__EXERCISE DETAILS__: Copy out, exactly as given, every line from the line with "the window blind" to the end of the listing, both of those lines included.

__PROVIDED RECORDS__:

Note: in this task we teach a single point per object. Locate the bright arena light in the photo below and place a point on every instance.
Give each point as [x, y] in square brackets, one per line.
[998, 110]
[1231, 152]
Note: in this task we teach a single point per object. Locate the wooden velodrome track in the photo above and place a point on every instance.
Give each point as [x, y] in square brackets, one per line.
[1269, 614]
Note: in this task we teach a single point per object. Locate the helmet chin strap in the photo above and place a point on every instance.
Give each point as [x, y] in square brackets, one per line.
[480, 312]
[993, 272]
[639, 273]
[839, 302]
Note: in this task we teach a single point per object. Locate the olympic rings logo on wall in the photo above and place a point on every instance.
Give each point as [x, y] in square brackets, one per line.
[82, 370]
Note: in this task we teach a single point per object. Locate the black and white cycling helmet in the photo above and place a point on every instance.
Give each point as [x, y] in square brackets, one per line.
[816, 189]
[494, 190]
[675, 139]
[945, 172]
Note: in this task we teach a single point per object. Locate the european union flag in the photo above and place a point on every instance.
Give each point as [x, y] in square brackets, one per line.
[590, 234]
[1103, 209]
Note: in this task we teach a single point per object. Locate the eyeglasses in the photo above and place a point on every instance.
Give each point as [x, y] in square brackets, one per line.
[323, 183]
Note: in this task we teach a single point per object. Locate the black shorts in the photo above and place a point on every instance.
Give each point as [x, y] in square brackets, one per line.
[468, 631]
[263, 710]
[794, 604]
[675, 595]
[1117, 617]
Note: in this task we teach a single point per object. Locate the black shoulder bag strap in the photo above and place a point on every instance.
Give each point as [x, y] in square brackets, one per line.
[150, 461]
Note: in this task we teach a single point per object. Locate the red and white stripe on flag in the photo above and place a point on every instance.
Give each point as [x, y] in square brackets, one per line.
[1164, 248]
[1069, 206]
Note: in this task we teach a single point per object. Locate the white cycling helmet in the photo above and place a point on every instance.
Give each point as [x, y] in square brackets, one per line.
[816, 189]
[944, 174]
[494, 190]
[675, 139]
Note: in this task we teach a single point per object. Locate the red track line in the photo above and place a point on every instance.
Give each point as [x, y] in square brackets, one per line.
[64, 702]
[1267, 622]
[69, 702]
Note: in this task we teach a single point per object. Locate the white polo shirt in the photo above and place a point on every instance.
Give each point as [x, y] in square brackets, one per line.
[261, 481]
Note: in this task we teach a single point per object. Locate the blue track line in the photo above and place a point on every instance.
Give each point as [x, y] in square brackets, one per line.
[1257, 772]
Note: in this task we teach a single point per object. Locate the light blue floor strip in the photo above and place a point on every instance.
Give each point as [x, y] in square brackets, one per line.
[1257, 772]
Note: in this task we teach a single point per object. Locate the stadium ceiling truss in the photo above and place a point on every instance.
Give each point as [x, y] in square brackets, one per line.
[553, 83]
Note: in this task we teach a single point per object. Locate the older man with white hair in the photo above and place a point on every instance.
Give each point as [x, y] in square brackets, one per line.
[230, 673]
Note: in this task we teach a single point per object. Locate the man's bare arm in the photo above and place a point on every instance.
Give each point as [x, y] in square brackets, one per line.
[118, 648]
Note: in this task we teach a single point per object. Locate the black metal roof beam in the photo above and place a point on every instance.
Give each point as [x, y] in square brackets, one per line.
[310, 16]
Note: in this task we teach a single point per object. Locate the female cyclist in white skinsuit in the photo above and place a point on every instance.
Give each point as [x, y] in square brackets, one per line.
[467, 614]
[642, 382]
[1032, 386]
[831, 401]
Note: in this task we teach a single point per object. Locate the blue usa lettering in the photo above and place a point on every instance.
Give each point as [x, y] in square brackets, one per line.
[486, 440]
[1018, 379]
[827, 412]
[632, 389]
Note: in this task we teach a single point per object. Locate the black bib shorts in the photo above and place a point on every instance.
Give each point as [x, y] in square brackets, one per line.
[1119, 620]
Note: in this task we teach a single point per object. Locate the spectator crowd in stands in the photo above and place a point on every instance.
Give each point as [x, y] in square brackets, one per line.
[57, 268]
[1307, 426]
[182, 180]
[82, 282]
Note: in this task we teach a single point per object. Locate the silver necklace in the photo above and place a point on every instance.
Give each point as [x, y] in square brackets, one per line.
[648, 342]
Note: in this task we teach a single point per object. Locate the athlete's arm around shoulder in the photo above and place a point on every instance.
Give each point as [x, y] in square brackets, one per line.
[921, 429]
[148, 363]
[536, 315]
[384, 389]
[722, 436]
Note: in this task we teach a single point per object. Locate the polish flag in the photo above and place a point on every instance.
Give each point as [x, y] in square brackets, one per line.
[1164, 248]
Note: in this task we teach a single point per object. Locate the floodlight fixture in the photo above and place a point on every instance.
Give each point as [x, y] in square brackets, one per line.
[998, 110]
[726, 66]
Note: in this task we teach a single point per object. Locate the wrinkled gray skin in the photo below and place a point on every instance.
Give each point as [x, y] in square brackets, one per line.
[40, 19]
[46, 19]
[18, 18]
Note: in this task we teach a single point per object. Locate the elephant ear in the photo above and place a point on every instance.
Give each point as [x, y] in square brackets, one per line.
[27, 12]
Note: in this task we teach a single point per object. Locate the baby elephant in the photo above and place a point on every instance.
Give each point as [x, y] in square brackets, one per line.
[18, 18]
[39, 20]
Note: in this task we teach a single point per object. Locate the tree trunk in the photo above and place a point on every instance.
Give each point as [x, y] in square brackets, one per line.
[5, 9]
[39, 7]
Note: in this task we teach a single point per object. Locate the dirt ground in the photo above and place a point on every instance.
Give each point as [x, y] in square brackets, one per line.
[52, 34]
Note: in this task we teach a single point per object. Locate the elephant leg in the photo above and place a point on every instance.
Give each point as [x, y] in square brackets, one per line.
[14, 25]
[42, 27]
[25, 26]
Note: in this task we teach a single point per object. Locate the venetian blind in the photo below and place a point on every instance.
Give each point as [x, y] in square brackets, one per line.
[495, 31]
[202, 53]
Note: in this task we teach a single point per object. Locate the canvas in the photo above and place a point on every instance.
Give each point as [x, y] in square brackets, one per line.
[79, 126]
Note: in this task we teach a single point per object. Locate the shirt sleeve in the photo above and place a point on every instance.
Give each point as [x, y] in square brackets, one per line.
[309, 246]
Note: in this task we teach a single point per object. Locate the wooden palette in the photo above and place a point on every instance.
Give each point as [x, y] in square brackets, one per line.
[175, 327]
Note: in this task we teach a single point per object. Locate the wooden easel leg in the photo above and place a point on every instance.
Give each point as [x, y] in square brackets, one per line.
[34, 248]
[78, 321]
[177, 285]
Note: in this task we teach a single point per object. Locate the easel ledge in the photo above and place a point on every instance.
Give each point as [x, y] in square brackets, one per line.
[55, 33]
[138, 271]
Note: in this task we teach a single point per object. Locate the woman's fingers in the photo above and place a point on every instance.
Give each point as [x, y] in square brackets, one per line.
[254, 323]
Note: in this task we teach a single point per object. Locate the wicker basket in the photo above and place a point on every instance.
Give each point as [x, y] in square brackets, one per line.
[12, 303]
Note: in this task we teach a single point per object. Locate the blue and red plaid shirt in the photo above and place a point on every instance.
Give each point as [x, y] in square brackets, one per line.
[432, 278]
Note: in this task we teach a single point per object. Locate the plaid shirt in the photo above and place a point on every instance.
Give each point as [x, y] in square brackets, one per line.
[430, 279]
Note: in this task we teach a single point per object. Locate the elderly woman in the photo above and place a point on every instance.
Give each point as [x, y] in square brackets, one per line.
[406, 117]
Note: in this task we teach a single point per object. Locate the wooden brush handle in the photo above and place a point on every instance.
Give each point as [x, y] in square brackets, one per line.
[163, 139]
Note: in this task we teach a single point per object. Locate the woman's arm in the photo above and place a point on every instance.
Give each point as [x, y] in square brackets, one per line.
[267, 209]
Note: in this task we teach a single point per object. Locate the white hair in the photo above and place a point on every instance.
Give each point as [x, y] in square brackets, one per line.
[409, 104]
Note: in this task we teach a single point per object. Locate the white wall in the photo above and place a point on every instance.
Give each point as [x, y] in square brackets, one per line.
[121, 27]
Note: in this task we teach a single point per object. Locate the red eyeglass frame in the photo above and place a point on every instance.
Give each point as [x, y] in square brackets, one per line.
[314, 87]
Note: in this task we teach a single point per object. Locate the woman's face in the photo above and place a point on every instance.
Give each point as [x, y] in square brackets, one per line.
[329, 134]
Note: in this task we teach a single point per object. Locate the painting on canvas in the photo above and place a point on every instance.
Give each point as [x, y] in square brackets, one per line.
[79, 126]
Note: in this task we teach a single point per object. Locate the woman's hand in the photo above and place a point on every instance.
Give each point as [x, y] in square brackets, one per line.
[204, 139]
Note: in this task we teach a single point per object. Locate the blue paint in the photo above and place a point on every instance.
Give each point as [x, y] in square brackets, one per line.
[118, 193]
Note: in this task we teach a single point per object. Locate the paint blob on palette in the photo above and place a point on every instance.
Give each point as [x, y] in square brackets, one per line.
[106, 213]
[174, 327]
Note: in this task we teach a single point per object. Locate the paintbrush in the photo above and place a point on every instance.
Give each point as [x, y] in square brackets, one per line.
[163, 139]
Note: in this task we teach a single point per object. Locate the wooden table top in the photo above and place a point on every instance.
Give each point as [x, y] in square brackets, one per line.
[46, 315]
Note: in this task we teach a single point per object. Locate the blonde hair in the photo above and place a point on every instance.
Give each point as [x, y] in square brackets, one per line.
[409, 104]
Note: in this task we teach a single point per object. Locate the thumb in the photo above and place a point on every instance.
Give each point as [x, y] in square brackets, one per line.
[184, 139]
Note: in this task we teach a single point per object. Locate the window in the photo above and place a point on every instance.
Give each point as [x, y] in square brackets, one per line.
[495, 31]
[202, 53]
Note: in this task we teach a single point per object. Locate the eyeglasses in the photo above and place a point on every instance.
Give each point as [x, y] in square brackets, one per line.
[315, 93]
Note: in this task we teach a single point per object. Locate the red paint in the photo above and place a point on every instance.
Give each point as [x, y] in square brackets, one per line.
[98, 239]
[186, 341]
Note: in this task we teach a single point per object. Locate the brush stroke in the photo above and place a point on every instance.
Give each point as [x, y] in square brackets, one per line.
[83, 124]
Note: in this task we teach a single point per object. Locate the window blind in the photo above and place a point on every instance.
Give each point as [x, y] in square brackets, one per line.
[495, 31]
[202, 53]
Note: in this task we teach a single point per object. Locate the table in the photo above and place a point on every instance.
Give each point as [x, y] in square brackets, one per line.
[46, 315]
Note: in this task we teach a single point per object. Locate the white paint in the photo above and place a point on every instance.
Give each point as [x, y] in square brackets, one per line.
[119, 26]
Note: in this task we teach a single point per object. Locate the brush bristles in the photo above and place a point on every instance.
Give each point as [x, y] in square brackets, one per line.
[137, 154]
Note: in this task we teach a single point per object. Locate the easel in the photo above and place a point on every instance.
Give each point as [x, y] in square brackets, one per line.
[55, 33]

__EXPECTED ANSWER__:
Note: in this task we teach a single point per object. Locate the window blind in the photo above and place a point on every instance.
Give each point as [x, y] in square brackets, one per line.
[495, 31]
[202, 53]
Note: in this task we teach a single point per object. Locate the table in the photo above and place a point on every instance.
Give each point as [x, y] in square brackets, one per line.
[46, 315]
Note: in this task we teach a single point per object. Locate the white paint in the photo above and place a point on every instance.
Give each point as [x, y] in square brackets, one per line.
[119, 26]
Note: in this task we teach a single point per object. Locate the brush bristles in the photo above and place a point on every instance.
Give each point as [x, y] in square brackets, one per line.
[137, 154]
Note: in this task we teach a single point per object. Locate the easel in the photo above and place a point on every instance.
Give each point as [x, y] in square brackets, one per line.
[55, 33]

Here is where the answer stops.